---------- Information given ----------

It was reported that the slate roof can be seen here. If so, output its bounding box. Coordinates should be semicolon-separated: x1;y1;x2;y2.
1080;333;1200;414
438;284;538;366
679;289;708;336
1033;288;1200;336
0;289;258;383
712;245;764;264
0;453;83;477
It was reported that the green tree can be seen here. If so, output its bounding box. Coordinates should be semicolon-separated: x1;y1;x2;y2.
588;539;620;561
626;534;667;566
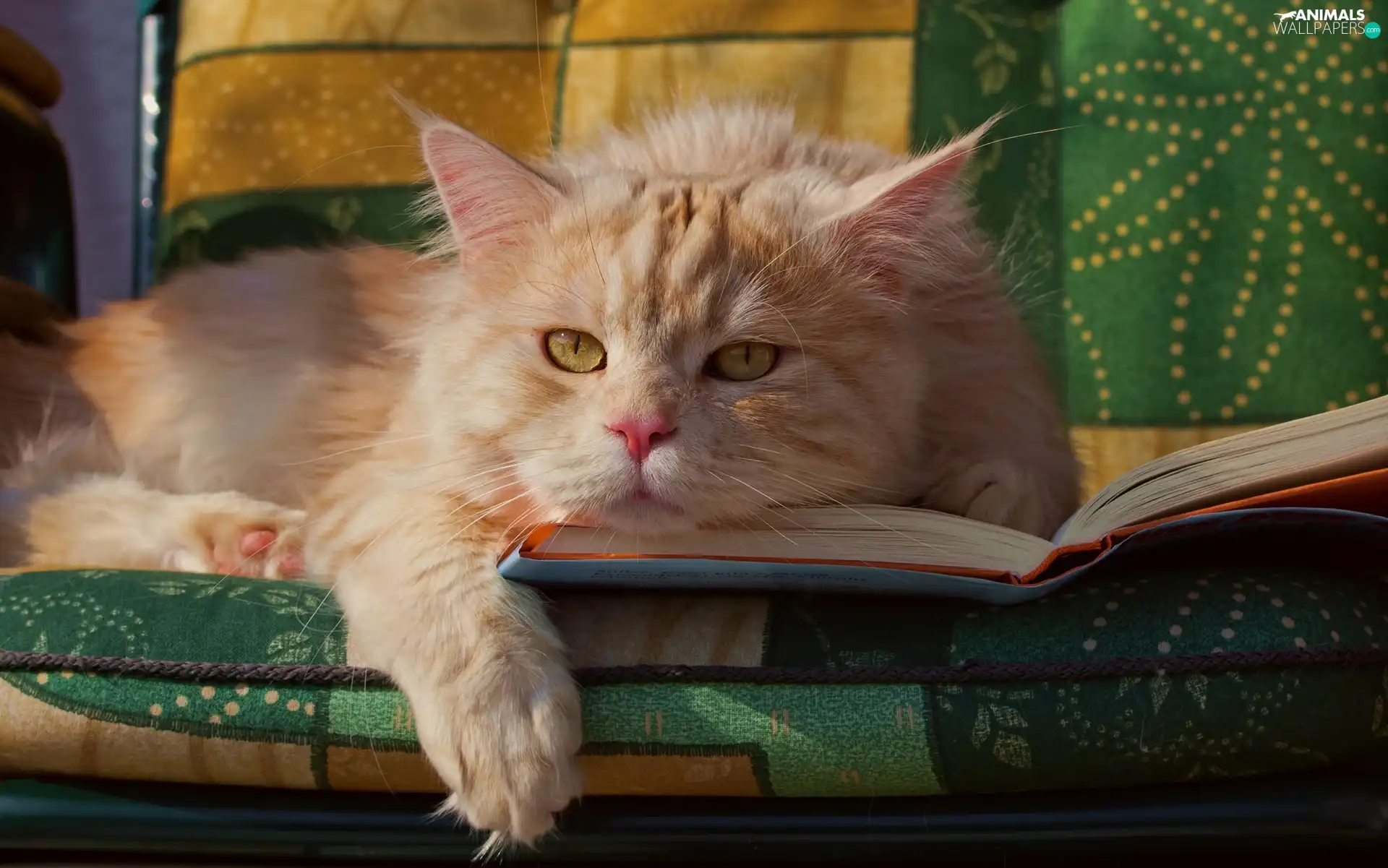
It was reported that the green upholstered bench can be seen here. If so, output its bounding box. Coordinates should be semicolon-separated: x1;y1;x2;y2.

----------

Can you quote every line of the listing above verbatim, leaving out the picture?

▸ Finished exercise
It was reported that the slate roof can be seen here. If so, output its bounding box. Coordinates should be semicolon-separated: x1;y1;x2;y2.
1080;333;1200;414
438;284;538;366
679;289;708;336
1033;288;1200;336
0;289;258;383
712;245;764;264
0;453;83;477
It was reported that the green tree can be seen here. If so, output its bounding box. Coordinates should be semicolon-separated: x1;y1;x2;y2.
588;539;620;561
626;534;667;566
It was reported that the green upholstered bench can be seen here. If so, output its bounding box. Coordinates should be semicolon-separated: x1;y1;x2;y2.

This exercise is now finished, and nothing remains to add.